Requirement: Find the line with "Target: wet sand". Transcribe it and each later line of the data exactly, up to and including the last.
*** Opening of Data ***
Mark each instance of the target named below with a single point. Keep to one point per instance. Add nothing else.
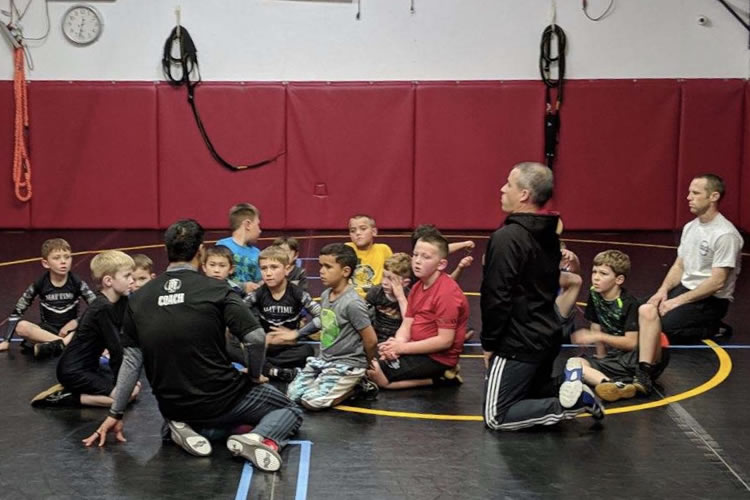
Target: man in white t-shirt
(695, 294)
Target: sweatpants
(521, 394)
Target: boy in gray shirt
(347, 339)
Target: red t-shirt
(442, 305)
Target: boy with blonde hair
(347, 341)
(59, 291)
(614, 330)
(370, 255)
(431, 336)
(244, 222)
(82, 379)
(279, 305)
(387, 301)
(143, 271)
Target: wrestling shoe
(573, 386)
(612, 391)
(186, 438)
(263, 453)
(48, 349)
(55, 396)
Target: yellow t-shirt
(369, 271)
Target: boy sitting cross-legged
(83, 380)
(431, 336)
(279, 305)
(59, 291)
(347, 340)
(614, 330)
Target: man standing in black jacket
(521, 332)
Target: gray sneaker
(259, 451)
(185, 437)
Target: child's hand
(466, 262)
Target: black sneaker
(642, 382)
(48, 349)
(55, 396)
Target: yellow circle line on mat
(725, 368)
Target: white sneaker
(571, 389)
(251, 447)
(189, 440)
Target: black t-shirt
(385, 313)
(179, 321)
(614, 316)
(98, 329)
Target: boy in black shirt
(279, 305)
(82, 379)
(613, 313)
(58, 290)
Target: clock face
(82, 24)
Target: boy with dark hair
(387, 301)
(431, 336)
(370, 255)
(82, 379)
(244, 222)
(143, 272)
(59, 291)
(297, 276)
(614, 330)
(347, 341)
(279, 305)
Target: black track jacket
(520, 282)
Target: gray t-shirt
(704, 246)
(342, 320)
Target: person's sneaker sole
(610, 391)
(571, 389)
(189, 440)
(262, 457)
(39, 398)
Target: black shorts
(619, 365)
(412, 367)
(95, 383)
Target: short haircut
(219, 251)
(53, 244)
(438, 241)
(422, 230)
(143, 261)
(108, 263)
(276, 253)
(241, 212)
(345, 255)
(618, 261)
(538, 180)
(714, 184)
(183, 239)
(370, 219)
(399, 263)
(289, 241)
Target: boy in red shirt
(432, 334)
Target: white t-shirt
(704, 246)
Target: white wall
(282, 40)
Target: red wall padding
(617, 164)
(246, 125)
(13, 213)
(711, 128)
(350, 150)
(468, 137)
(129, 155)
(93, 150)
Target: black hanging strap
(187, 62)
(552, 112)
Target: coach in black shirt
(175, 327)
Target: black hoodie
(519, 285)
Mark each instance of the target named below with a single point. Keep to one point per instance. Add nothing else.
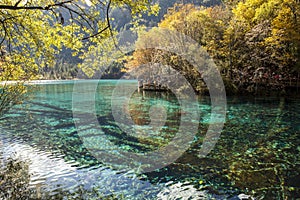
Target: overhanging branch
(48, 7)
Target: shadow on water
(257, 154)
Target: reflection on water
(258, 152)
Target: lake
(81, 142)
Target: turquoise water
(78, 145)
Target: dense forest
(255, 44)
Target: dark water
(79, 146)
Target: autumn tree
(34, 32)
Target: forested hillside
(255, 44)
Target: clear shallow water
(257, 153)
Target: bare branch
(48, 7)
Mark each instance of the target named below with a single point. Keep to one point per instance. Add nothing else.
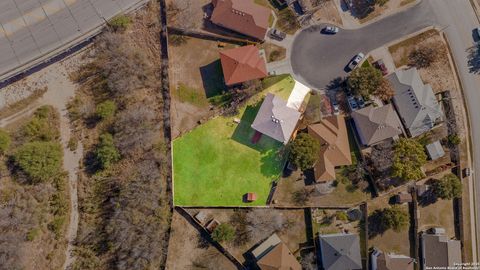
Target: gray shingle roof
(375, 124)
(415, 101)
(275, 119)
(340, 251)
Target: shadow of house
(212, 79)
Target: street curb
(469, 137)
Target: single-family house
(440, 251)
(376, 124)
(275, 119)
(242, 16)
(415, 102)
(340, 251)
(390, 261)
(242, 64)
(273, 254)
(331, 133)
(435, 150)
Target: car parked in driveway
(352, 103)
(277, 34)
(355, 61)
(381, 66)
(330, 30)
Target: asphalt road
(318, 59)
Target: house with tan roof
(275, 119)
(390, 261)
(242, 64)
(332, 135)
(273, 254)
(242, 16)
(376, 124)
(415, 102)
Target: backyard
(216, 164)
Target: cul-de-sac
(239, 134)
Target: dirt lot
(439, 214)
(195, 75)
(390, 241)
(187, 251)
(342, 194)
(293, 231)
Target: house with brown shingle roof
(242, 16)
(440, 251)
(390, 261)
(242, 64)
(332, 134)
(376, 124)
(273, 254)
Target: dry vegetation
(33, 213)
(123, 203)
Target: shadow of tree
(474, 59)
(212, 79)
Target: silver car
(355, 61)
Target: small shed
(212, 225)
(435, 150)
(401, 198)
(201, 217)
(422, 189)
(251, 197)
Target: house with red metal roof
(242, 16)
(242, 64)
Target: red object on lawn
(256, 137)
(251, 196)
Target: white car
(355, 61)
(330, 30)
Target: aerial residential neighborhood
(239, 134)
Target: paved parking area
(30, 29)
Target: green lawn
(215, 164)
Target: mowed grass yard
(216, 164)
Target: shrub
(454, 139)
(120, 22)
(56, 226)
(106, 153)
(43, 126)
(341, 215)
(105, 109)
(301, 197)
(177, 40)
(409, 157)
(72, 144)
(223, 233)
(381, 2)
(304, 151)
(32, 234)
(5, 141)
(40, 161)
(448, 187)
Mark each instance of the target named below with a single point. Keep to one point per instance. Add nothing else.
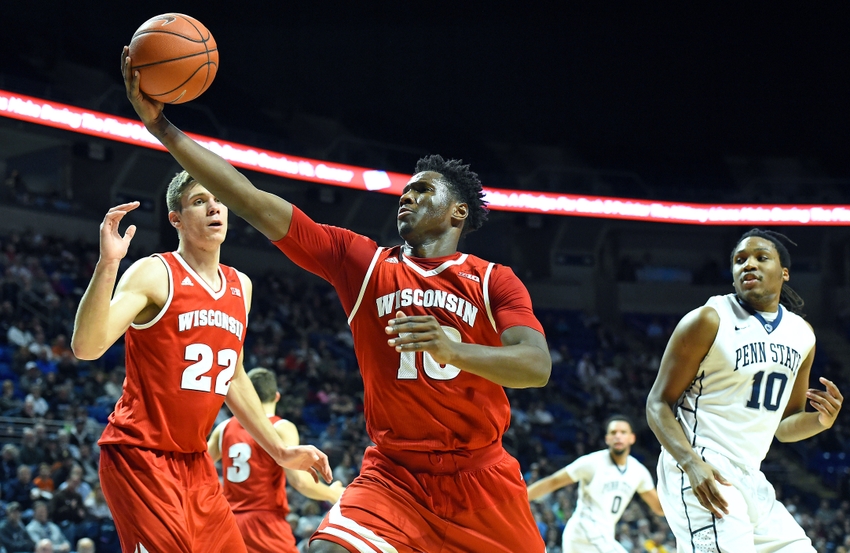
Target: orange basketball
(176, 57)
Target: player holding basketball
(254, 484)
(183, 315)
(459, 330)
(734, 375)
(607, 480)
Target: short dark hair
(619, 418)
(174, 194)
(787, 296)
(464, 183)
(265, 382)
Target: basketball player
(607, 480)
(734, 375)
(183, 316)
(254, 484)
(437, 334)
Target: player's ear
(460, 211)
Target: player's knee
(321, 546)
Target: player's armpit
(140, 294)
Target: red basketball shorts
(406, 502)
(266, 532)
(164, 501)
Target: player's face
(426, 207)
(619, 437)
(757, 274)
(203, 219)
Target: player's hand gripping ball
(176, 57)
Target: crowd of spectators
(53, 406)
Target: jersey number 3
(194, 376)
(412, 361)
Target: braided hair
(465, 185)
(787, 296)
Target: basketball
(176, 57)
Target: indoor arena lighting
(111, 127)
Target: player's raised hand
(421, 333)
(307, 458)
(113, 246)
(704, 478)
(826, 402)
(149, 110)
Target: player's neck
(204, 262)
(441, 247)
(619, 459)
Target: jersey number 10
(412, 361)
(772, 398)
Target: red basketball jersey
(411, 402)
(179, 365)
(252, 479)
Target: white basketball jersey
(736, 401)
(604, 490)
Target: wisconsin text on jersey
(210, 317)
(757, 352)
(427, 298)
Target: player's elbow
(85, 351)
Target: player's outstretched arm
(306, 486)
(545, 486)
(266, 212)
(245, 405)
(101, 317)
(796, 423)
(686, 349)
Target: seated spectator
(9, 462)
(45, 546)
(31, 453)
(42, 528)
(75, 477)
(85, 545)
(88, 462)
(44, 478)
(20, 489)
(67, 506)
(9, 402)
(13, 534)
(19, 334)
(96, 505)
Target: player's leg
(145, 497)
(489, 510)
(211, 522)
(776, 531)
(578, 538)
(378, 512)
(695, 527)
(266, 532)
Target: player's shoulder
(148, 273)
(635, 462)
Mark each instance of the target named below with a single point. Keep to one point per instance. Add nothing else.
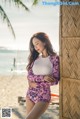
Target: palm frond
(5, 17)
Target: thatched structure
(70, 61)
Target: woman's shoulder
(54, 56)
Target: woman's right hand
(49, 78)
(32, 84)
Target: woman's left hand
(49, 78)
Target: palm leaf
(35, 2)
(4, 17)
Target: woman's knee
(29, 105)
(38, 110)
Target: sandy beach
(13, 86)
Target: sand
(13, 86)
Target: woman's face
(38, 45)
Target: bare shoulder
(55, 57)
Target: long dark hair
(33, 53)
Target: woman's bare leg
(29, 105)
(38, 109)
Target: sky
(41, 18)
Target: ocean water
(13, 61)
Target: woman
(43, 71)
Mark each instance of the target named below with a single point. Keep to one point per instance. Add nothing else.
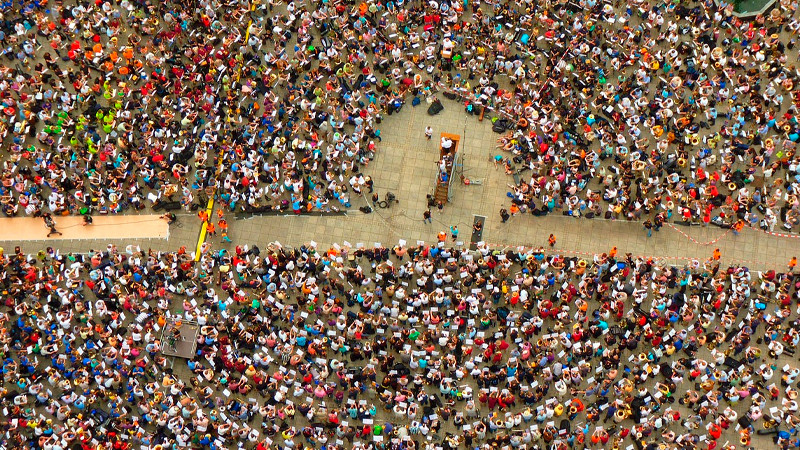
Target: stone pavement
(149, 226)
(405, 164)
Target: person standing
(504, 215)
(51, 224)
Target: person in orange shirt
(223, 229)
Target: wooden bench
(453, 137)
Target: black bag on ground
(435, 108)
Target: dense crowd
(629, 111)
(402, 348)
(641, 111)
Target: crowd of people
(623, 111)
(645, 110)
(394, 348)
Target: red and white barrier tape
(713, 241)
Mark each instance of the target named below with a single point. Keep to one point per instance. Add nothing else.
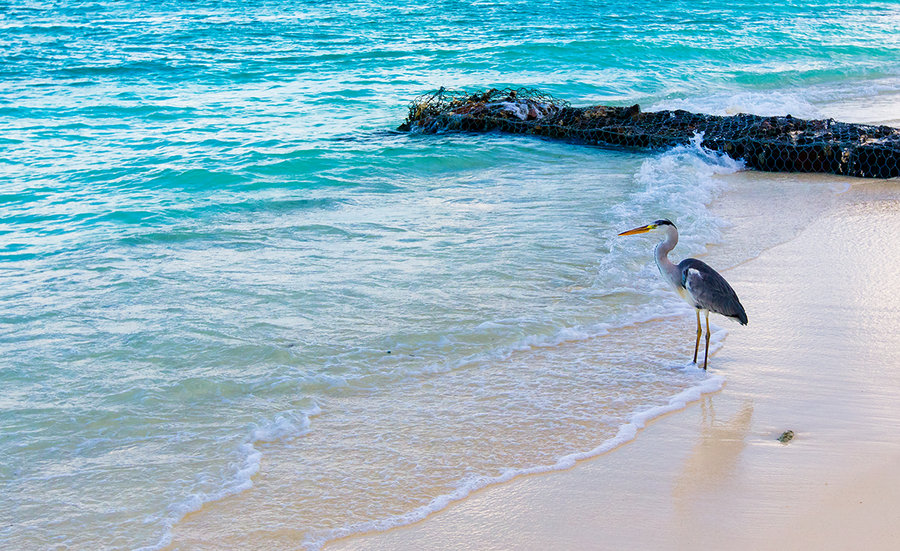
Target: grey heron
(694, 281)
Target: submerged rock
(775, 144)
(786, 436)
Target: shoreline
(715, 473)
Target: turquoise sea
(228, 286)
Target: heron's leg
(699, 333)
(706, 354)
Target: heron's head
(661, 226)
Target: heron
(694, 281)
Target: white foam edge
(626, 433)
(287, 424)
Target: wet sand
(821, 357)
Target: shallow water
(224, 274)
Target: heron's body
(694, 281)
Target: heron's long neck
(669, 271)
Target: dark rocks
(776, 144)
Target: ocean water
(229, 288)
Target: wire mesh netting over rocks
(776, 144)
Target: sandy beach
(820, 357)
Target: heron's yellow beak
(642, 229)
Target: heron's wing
*** Close of Data ***
Exercise solution:
Target: wet sand
(821, 357)
Target: shallow water
(224, 274)
Target: heron's body
(694, 281)
Target: heron's long neck
(669, 271)
Target: dark rocks
(776, 144)
Target: ocean water
(229, 288)
Target: wire mesh netting over rocks
(776, 144)
Target: sandy beach
(820, 357)
Target: heron's yellow beak
(642, 229)
Target: heron's wing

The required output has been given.